Written instruction | Each line below should be reproduced without any alteration.

Collection entries:

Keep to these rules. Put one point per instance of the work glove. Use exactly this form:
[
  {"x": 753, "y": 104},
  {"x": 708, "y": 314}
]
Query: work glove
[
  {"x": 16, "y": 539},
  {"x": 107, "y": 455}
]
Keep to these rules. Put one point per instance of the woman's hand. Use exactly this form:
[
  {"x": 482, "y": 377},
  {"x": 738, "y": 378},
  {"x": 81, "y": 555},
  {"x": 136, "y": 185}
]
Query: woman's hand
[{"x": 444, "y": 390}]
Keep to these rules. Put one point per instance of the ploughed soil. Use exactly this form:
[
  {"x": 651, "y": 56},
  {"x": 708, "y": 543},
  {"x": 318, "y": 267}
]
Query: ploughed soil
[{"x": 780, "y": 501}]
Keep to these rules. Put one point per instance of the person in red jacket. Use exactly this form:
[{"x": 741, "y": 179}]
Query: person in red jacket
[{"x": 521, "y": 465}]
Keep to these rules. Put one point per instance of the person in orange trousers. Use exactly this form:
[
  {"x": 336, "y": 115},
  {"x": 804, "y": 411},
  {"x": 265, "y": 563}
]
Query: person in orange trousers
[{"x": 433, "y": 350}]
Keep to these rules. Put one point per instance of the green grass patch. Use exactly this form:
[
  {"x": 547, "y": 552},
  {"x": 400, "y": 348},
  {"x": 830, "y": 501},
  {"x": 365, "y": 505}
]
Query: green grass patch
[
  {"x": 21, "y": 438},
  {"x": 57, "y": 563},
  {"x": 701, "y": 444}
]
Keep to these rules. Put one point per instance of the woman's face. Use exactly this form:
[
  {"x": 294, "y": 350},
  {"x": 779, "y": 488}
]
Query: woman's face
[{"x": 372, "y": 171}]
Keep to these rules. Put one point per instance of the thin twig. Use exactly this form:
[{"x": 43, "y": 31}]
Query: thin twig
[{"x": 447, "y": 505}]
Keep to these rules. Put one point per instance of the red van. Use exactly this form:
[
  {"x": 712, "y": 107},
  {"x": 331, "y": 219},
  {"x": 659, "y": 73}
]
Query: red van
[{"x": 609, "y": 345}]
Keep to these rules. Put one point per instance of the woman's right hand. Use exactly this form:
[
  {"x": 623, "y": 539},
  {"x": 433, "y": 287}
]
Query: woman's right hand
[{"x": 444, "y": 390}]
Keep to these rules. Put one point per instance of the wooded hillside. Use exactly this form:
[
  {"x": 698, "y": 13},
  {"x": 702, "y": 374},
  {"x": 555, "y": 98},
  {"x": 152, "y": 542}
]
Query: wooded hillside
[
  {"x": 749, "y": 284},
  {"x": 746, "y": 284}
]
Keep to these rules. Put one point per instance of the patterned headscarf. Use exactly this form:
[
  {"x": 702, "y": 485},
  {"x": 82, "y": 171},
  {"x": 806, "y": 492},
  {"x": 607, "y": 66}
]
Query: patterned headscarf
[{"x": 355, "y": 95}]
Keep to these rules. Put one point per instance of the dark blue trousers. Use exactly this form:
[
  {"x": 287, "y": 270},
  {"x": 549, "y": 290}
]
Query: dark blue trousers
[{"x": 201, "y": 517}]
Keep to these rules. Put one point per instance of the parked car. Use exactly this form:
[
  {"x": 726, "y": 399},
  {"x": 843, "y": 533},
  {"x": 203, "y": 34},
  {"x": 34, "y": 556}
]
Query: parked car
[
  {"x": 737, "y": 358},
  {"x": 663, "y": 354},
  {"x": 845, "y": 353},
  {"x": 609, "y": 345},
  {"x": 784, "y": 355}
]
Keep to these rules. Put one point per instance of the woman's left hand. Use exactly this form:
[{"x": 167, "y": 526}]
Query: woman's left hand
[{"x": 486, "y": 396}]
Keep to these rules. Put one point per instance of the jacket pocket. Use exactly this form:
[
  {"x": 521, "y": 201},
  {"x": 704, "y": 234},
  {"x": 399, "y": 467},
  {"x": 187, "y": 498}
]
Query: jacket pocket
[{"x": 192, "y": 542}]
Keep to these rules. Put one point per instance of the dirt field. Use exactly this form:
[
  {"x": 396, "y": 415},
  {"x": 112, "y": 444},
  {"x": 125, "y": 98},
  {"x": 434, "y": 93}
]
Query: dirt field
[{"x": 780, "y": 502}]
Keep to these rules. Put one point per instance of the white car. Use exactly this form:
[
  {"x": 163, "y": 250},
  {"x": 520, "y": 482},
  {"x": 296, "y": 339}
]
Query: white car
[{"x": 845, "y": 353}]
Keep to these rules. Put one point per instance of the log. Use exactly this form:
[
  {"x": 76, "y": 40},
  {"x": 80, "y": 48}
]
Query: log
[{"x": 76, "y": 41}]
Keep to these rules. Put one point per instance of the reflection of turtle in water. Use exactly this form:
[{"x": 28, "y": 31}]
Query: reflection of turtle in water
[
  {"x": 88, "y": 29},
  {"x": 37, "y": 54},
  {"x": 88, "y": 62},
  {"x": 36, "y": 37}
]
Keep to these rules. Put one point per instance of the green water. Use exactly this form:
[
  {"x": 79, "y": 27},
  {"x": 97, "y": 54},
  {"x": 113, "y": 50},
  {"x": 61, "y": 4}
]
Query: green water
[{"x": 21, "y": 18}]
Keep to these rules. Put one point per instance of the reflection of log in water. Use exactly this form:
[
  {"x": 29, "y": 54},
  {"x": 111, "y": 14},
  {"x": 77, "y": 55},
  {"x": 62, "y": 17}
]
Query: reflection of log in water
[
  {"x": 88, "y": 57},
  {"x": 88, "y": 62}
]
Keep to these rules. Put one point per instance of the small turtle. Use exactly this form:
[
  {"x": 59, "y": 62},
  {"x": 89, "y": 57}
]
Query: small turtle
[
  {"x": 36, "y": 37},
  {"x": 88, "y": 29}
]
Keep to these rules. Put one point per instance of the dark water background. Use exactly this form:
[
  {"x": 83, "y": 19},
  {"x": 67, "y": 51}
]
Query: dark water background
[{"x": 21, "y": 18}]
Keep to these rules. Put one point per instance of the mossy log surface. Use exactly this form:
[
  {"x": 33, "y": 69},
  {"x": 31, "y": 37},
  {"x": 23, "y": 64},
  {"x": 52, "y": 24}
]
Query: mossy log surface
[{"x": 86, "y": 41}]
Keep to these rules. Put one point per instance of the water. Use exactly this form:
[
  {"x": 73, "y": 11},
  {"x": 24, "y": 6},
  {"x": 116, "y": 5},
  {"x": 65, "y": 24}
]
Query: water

Complete output |
Keep to these rules. Put one point per instance of the work glove. Use exactly this form:
[
  {"x": 753, "y": 104},
  {"x": 708, "y": 314}
]
Query: work glove
[
  {"x": 16, "y": 539},
  {"x": 107, "y": 455}
]
Keep to these rules. Put one point per instance of the woman's hand. Use exactly this form:
[
  {"x": 482, "y": 377},
  {"x": 738, "y": 378},
  {"x": 81, "y": 555},
  {"x": 136, "y": 185}
]
Query: woman's hand
[{"x": 444, "y": 390}]
Keep to these rules. Put one point per instance of the ploughed soil. Use exactly this form:
[
  {"x": 651, "y": 56},
  {"x": 708, "y": 543},
  {"x": 318, "y": 267}
]
Query: ploughed soil
[{"x": 780, "y": 501}]
Keep to these rules. Put one point per instance of the person in red jacket. Use exactly this form:
[{"x": 741, "y": 179}]
Query: person in red jacket
[{"x": 521, "y": 465}]
Keep to these rules. Put one point per instance of the person in orange trousers. Use exactly this form:
[
  {"x": 336, "y": 115},
  {"x": 804, "y": 411},
  {"x": 265, "y": 563}
]
Query: person in orange trousers
[{"x": 433, "y": 350}]
Keep to these rules. Put one point per instance of the green grass patch. Use exactly this form:
[
  {"x": 547, "y": 552},
  {"x": 400, "y": 348},
  {"x": 830, "y": 501},
  {"x": 365, "y": 505}
]
Query: green grass patch
[
  {"x": 21, "y": 438},
  {"x": 57, "y": 563},
  {"x": 701, "y": 444}
]
Keep to these rules. Put one point per instance of the woman's face. Use exactly this form:
[
  {"x": 294, "y": 350},
  {"x": 779, "y": 488}
]
Query: woman's face
[{"x": 372, "y": 171}]
Keep to these rules. Put one point per instance of the thin twig. Use exactly this form:
[{"x": 43, "y": 31}]
Query: thin twig
[{"x": 447, "y": 505}]
Keep to these rules. Put one point per instance of the red van. Use exactly this form:
[
  {"x": 712, "y": 107},
  {"x": 331, "y": 219},
  {"x": 659, "y": 73}
]
Query: red van
[{"x": 609, "y": 345}]
Keep to these rules. Put one point per instance of the woman's right hand. Use exactly this form:
[
  {"x": 623, "y": 539},
  {"x": 433, "y": 287}
]
Query: woman's right hand
[{"x": 444, "y": 390}]
Keep to these rules. Put one point per instance of the wooded hillside. Use exactly this form:
[
  {"x": 698, "y": 13},
  {"x": 702, "y": 374},
  {"x": 555, "y": 98},
  {"x": 152, "y": 542}
]
Query: wooded hillside
[
  {"x": 749, "y": 284},
  {"x": 746, "y": 284}
]
Keep to these rules. Put one point per instance of the patterned headscarf. Use exactly this form:
[
  {"x": 702, "y": 485},
  {"x": 82, "y": 171},
  {"x": 806, "y": 492},
  {"x": 607, "y": 66}
]
Query: patterned headscarf
[{"x": 355, "y": 95}]
Keep to these rules. Put one point per instance of the dark blue trousers. Use exactly this form:
[
  {"x": 287, "y": 270},
  {"x": 549, "y": 290}
]
Query: dark blue trousers
[{"x": 201, "y": 517}]
Keep to these rules. Put one point per instance of the parked car. Use exactly this form:
[
  {"x": 726, "y": 399},
  {"x": 843, "y": 533},
  {"x": 203, "y": 34},
  {"x": 34, "y": 556}
]
Query: parked car
[
  {"x": 737, "y": 358},
  {"x": 663, "y": 354},
  {"x": 845, "y": 353},
  {"x": 609, "y": 345},
  {"x": 784, "y": 355}
]
Keep to these rules. Put one point per instance of the woman's left hand. Use exactly this form:
[{"x": 167, "y": 526}]
Query: woman's left hand
[{"x": 486, "y": 396}]
Keep to these rules. Put one point per instance of the jacket pocket. Use exactly this form:
[
  {"x": 521, "y": 201},
  {"x": 704, "y": 234},
  {"x": 399, "y": 467},
  {"x": 187, "y": 498}
]
Query: jacket pocket
[{"x": 192, "y": 542}]
Keep to these rules. Put one point per instance of the dirt field. Use exactly this form:
[
  {"x": 396, "y": 415},
  {"x": 112, "y": 444},
  {"x": 125, "y": 98},
  {"x": 434, "y": 93}
]
Query: dirt field
[{"x": 780, "y": 502}]
Keep to these rules. Put one point per instance of the white car. Use exactly this form:
[
  {"x": 163, "y": 250},
  {"x": 520, "y": 482},
  {"x": 296, "y": 339}
]
Query: white car
[{"x": 845, "y": 353}]
Keep to these rules. Put one point per instance of the log. Use exactly this form:
[
  {"x": 76, "y": 40},
  {"x": 80, "y": 48}
]
Query: log
[{"x": 76, "y": 41}]
Keep to these rules. Put one point per instance of the reflection of turtle in water. Use exactly this form:
[{"x": 28, "y": 31}]
Query: reflection of turtle in water
[
  {"x": 88, "y": 29},
  {"x": 37, "y": 54},
  {"x": 88, "y": 62},
  {"x": 36, "y": 37}
]
Keep to these rules. Put one point per instance of the green water. Use exactly this form:
[
  {"x": 79, "y": 27},
  {"x": 97, "y": 54},
  {"x": 113, "y": 50},
  {"x": 61, "y": 4}
]
Query: green water
[{"x": 21, "y": 18}]
Keep to these rules. Put one point per instance of the reflection of log in water. Use exactly this form:
[
  {"x": 29, "y": 54},
  {"x": 111, "y": 14},
  {"x": 77, "y": 55},
  {"x": 62, "y": 17}
]
Query: reflection of log in water
[
  {"x": 88, "y": 57},
  {"x": 88, "y": 62}
]
Keep to these rules. Put one point per instance of the small turtle. Use exactly this form:
[
  {"x": 59, "y": 62},
  {"x": 89, "y": 57}
]
Query: small turtle
[
  {"x": 36, "y": 37},
  {"x": 88, "y": 29}
]
Keep to these rules. Put one point per instance of the dark water background. Use exactly this form:
[
  {"x": 83, "y": 19},
  {"x": 67, "y": 51}
]
Query: dark water background
[{"x": 21, "y": 18}]
Keep to these rules. Put one point per instance of the mossy log surface. Use exactly this form:
[
  {"x": 33, "y": 69},
  {"x": 31, "y": 37},
  {"x": 23, "y": 64},
  {"x": 52, "y": 24}
]
Query: mossy log surface
[{"x": 86, "y": 41}]
Keep to these rules. Put one point per instance of the water. Use exactly this form:
[
  {"x": 73, "y": 11},
  {"x": 24, "y": 6},
  {"x": 116, "y": 5},
  {"x": 65, "y": 24}
]
Query: water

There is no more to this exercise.